--- GIVEN DATA Enclosed Below ---

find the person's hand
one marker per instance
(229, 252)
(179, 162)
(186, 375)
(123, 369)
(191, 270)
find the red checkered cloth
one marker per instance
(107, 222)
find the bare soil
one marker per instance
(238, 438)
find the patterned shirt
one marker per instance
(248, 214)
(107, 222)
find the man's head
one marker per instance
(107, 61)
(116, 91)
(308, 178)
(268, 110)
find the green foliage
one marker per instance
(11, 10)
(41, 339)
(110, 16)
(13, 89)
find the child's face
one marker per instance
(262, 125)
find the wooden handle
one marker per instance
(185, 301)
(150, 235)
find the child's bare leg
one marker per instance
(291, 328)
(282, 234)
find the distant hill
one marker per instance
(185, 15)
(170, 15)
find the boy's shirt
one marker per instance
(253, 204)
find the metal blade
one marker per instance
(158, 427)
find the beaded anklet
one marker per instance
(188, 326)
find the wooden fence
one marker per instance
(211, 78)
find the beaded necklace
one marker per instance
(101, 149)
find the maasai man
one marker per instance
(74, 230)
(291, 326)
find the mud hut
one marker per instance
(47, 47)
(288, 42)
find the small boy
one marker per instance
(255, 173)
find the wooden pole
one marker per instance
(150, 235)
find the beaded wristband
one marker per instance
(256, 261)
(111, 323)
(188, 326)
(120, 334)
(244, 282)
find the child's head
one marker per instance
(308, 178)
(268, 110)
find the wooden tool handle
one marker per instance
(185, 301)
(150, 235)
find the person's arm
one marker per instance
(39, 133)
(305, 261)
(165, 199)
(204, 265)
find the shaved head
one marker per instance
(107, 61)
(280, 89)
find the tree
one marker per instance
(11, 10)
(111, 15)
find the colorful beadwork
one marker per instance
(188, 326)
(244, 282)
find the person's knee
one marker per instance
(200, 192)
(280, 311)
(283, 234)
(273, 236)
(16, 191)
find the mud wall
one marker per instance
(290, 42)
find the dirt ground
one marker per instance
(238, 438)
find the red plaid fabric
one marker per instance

--- End of Enclosed GIVEN DATA ---

WHAT YOU NEED TO DO ▸
The line containing "find the green foliage" and each line after it through the end of the listing above must be printed exactly, with nothing added.

TASK ANSWER ▸
find the green foliage
one marker per instance
(11, 10)
(41, 339)
(110, 16)
(13, 89)
find the child's face
one marker per instance
(262, 125)
find the wooden handle
one marker per instance
(185, 301)
(150, 235)
find the child's bare leg
one marker per instance
(291, 328)
(282, 234)
find the distant hill
one marker per instance
(185, 15)
(170, 15)
find the boy's shirt
one marker per instance
(253, 204)
find the metal blade
one marker per instance
(158, 427)
find the beaded anklet
one marker per instance
(188, 326)
find the wooden fence
one marker per instance
(211, 78)
find the beaded necklace
one marker per instance
(101, 149)
find the maasai man
one marker per instance
(74, 230)
(291, 326)
find the mud hut
one marker per instance
(47, 47)
(288, 42)
find the small boy
one marker per instance
(255, 173)
find the wooden pole
one marker per instance
(150, 235)
find the beaded wristband
one marker per instance
(256, 261)
(111, 323)
(188, 326)
(120, 334)
(244, 282)
find the child's head
one marker per instance
(308, 178)
(268, 110)
find the wooden tool handle
one marker per instance
(185, 301)
(150, 235)
find the person's arm
one marker per instance
(39, 133)
(305, 261)
(165, 199)
(204, 265)
find the shaved head
one marker per instance
(107, 61)
(280, 89)
find the tree
one marker per instance
(11, 10)
(111, 15)
find the colorful beadwork
one marker per instance
(188, 326)
(244, 282)
find the person's knee
one marker per instance
(200, 192)
(280, 311)
(283, 234)
(273, 236)
(16, 191)
find the mud wall
one marker per instance
(290, 42)
find the dirt ground
one marker per instance
(238, 438)
find the red plaid fabric
one marker per instance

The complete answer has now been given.